**Instruction:**
Lay out every line of the records below as one numbered list, omitting any blank lines.

■ ■ ■ ■ ■ ■ ■

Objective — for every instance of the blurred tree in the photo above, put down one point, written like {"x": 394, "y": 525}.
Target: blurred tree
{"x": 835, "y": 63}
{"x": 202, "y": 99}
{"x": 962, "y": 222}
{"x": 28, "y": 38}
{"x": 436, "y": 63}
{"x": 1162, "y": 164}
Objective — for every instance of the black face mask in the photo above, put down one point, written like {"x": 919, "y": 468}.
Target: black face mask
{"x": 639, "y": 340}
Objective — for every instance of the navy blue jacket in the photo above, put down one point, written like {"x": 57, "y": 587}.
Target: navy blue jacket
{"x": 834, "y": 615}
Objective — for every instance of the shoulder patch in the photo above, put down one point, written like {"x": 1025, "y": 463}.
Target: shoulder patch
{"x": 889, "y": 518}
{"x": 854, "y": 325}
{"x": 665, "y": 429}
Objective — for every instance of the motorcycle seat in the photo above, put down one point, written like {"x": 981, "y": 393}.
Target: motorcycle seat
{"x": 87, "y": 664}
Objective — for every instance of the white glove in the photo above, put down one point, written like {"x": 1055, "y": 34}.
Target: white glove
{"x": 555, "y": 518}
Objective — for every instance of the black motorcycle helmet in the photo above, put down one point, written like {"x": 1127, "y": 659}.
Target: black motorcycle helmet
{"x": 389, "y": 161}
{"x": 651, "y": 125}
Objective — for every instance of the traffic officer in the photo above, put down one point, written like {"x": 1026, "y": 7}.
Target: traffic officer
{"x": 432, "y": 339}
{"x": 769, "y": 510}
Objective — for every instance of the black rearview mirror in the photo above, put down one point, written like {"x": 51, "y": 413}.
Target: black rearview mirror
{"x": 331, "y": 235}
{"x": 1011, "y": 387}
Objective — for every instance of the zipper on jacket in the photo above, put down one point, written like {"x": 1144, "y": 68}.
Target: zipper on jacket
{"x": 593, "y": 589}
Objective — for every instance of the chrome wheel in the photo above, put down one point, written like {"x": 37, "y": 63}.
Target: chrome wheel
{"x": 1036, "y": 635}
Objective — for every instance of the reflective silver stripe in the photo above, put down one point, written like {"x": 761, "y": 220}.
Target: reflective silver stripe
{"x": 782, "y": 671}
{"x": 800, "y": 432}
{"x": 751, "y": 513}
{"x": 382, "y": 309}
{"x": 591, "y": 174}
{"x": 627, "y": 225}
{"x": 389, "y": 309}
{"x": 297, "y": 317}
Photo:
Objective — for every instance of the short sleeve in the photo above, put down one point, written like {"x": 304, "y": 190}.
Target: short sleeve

■ ■ ■ ■ ■ ■ ■

**Completed exercise:**
1. Objective — for every instance of the blurred tree in the photo above, put down one point, written like {"x": 394, "y": 525}.
2. Target: blurred tree
3. {"x": 835, "y": 63}
4. {"x": 202, "y": 99}
5. {"x": 962, "y": 222}
6. {"x": 28, "y": 38}
7. {"x": 436, "y": 63}
8. {"x": 1162, "y": 164}
9. Objective — for every instance of the black face mask in the photo above, put down one point, written like {"x": 919, "y": 468}.
10. Target: black face mask
11. {"x": 639, "y": 340}
12. Objective — for every instance of the navy blue jacket in the photo above, put down one point, written like {"x": 57, "y": 587}.
13. Target: navy blue jacket
14. {"x": 834, "y": 615}
15. Objective — for every instance of the shoulder patch in the photo above, put down one point, written like {"x": 1025, "y": 463}.
16. Target: shoulder patch
17. {"x": 889, "y": 518}
18. {"x": 854, "y": 325}
19. {"x": 665, "y": 429}
20. Objective — for every instance of the motorcycle seat in the photo above, put down one point, written like {"x": 981, "y": 393}.
21. Target: motorcycle seat
22. {"x": 87, "y": 664}
23. Objective — for every instance of the white glove in the photo above, put down one point, written like {"x": 1055, "y": 34}.
24. Target: white glove
25. {"x": 555, "y": 518}
26. Objective — for every instance of the black motorcycle helmet in the photo above, put down one point, written like {"x": 1127, "y": 659}.
27. Target: black motorcycle helmet
28. {"x": 389, "y": 161}
29. {"x": 651, "y": 125}
30. Objective — for every instance of the traffic officer in the photo above, put down one point, written like {"x": 1026, "y": 7}.
31. Target: traffic officer
32. {"x": 432, "y": 339}
33. {"x": 769, "y": 510}
34. Objective — for every instance of the black rearview mirror in the photo above, put down one point, written like {"x": 51, "y": 413}.
35. Target: black rearview mirror
36. {"x": 331, "y": 235}
37. {"x": 1011, "y": 387}
38. Objective — for every instance of the zipper on jacket in the photo above, put down one point, written like {"x": 1144, "y": 68}.
39. Target: zipper on jacket
40. {"x": 593, "y": 589}
41. Objective — for every instance of the chrome wheel in the photo above, put down one point, written like {"x": 37, "y": 63}.
42. Target: chrome wheel
43. {"x": 1036, "y": 635}
44. Objective — for every instance of the reflective silver stripe in the photo above, put down one point, written like {"x": 761, "y": 220}.
45. Target: reflective silver stripe
46. {"x": 782, "y": 671}
47. {"x": 800, "y": 432}
48. {"x": 751, "y": 513}
49. {"x": 382, "y": 309}
50. {"x": 591, "y": 174}
51. {"x": 627, "y": 225}
52. {"x": 389, "y": 309}
53. {"x": 297, "y": 317}
54. Photo:
55. Objective — for every instance of the short sleeve in the photo above, put down one point, written like {"x": 304, "y": 190}.
56. Target: short sleeve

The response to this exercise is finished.